Render the listing from the line with "Pick out one point on every instance of the distant" to the line with "[(77, 241), (126, 177), (252, 214)]" as a two-column CSV with the headers instruction and coordinates. Give one row for each instruction and its coordinates, and put each value in a single quoted field with any line breaks replaced by spaces.

──────── Data supplied ────────

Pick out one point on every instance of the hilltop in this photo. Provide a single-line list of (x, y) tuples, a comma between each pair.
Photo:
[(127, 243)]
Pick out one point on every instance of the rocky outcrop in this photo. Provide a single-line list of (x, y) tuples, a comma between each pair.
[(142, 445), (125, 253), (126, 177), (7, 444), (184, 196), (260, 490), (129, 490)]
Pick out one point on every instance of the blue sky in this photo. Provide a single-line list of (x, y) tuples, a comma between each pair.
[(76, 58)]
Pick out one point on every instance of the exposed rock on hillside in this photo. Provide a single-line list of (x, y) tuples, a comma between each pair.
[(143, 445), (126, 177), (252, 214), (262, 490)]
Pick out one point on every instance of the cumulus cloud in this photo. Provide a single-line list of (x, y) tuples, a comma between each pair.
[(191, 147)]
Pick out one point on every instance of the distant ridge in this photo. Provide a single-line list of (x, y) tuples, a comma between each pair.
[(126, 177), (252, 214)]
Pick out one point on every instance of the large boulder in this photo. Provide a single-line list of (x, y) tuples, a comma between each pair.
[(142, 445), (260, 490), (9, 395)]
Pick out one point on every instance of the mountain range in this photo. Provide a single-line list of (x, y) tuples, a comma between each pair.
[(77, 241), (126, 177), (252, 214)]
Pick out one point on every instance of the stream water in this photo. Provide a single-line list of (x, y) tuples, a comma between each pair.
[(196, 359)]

────────

◆ Complete answer ◆
instruction,coordinates
"Pick out one point on every instance of the distant ridge in this photo. Provide a single-line list of (x, y) tuples, a comma between each pair.","[(126, 177), (252, 214)]"
"Pick out one point on every instance of the large boulder in this photo. Provide a single-line list of (x, y) tuples, a comma between each pair.","[(142, 445), (260, 490), (9, 395)]"
"Pick out one point on every instance of the mountain range in this photo. Provide a single-line list of (x, y) tuples, a comma between each pair.","[(77, 241), (126, 177), (252, 214)]"